====== Reading text

Andrea Chung in Artforum 5.14.20


The Museum of the African Diaspora (MoAD) in San Francisco, which was forced to lay off staffers and make other cutbacks when it closed temporarily in March because of the Covid-19 crisis, has successfully raised more than $450,000 through an online benefit auction featuring works by black artists from across the globe.

According to a release, after the museum announced the cost-saving measures it was planning to take in order to stay afloat during the pandemic, it received an outpouring of support from artists, donors, gallerists, collectors, and other members of the arts community, which led to the organizing of Diaspora Unite!, the museum’s first-ever benefit auction.

“It is so important especially right now when our worlds are so unsure, to remember that the work MoAD is doing as an arts community is vital, necessary, and life-affirming,” museum director Monetta White said when the auction was announced. “Art, and access to art, is transformative and we have a responsibility to hold and create cultural spaces.”

The event, which was held on the art platform Artsy from April 21 to May 5, featured donated works from thirty-four artists—many with close ties to the museum—including Tiffany Alfonseca, Amoako Boafo, Kwame Brathwaite, Andrea Chung, William Cordova, February James, Whitfield Lovell, Wangari Mathenge, Manuel Mathieu, Rashaad Newsome, Otis Kwame Kye Quaicoe, Peter Uka, and Purvis Young.

Among the galleries and collectors to contribute to the auction were Mariane Ibrahim Gallery, Roberts Projects, Goodman Gallery, Traywick Contemporary, Sikkema Jenkins, Koenig & Clinton, Arthur Lewis, Hau Nguyen, and Ron Casentini.

Established in 2005 in San Francisco’s Yerba Buena arts district, the contemporary art museum is one of the few museums in the world focused exclusively on African diaspora culture. In a statement, MoAD said it is “grateful for the support of the community. . . . The passionate response of art lovers from across the globe affirms and ensures MoAD’s mission in both the near and long-term future.”

============

Assignment 1 -
From the MoAD auction article, write out the passage between "The event, which" and "and Ron Casentini.", inclusive.
Assignment 2 -
Decide whether each statement agrees with the MoAD auction article, answering yes or no and quoting the words that decide it: (a) Diaspora Unite! was the museum's first benefit auction. (b) The auction included works from fifty artists. (c) MoAD was established in 2010.

====== Records shown

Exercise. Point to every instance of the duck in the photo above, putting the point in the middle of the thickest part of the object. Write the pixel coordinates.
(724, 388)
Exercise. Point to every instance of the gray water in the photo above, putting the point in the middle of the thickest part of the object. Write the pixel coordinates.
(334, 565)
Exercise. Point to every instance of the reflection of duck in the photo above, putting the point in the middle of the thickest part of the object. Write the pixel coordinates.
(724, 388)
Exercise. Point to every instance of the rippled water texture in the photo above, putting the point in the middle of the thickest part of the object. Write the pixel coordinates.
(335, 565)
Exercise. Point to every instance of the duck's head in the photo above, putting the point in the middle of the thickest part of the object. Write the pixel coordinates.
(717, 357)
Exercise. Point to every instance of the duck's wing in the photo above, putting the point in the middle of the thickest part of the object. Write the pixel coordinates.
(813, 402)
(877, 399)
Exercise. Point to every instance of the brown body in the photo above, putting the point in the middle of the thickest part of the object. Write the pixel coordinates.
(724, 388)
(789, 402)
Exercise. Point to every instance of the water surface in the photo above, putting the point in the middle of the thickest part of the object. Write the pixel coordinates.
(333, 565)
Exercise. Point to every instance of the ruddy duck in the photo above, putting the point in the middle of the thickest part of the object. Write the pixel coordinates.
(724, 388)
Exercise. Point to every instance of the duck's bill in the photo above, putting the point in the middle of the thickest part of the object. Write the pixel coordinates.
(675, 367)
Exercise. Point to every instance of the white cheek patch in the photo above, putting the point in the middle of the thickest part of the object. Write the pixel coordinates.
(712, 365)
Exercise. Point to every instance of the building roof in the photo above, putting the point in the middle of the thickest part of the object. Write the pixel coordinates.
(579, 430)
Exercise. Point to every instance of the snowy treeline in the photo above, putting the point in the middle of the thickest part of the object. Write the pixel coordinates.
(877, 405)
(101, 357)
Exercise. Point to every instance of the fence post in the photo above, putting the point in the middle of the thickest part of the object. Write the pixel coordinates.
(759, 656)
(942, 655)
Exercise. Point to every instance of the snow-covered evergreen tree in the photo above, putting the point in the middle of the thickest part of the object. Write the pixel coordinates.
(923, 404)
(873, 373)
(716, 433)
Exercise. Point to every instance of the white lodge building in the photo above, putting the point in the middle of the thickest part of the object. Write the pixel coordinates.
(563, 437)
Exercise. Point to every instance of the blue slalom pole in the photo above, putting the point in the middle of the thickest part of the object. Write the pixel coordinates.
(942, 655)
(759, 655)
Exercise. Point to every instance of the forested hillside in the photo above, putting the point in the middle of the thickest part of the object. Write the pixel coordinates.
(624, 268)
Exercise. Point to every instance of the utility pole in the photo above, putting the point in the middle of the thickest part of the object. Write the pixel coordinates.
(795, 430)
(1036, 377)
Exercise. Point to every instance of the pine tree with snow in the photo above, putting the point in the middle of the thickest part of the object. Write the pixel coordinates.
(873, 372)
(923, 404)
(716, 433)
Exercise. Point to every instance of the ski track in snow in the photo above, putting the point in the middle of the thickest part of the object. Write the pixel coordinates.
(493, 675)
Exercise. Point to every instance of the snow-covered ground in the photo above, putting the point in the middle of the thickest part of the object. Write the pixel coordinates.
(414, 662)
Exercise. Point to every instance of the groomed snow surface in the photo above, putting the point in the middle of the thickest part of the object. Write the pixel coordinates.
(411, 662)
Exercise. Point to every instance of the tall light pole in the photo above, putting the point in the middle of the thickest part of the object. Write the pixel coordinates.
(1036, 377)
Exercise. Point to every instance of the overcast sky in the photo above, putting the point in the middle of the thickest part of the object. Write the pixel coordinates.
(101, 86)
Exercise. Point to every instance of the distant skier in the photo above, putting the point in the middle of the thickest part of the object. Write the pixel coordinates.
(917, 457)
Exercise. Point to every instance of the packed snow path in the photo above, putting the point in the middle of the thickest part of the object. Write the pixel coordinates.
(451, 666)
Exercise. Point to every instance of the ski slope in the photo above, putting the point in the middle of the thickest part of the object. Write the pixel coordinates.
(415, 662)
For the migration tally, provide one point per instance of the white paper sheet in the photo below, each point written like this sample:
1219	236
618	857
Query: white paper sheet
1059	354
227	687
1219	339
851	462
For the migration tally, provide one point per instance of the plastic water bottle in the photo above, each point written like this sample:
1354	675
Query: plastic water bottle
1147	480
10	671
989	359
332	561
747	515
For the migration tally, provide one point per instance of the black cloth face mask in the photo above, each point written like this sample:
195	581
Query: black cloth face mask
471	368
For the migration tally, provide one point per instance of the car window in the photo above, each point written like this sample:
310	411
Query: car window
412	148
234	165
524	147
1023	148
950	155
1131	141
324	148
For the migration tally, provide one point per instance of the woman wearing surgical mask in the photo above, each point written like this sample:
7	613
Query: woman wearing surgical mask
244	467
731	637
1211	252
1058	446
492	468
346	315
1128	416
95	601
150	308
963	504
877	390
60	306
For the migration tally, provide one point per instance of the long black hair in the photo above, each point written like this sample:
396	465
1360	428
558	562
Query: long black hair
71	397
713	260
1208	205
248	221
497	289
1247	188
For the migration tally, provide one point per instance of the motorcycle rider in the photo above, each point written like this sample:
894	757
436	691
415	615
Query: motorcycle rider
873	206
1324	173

============

Solution 1 -
The event, which was held on the art platform Artsy from April 21 to May 5, featured donated works from thirty-four artists—many with close ties to the museum—including Tiffany Alfonseca, Amoako Boafo, Kwame Brathwaite, Andrea Chung, William Cordova, February James, Whitfield Lovell, Wangari Mathenge, Manuel Mathieu, Rashaad Newsome, Otis Kwame Kye Quaicoe, Peter Uka, and Purvis Young.

Among the galleries and collectors to contribute to the auction were Mariane Ibrahim Gallery, Roberts Projects, Goodman Gallery, Traywick Contemporary, Sikkema Jenkins, Koenig & Clinton, Arthur Lewis, Hau Nguyen, and Ron Casentini.

Solution 2 -
(a) Yes: "the museum’s first-ever benefit auction"
(b) No: "featured donated works from thirty-four artists"
(c) No: "Established in 2005 in San Francisco’s Yerba Buena arts district"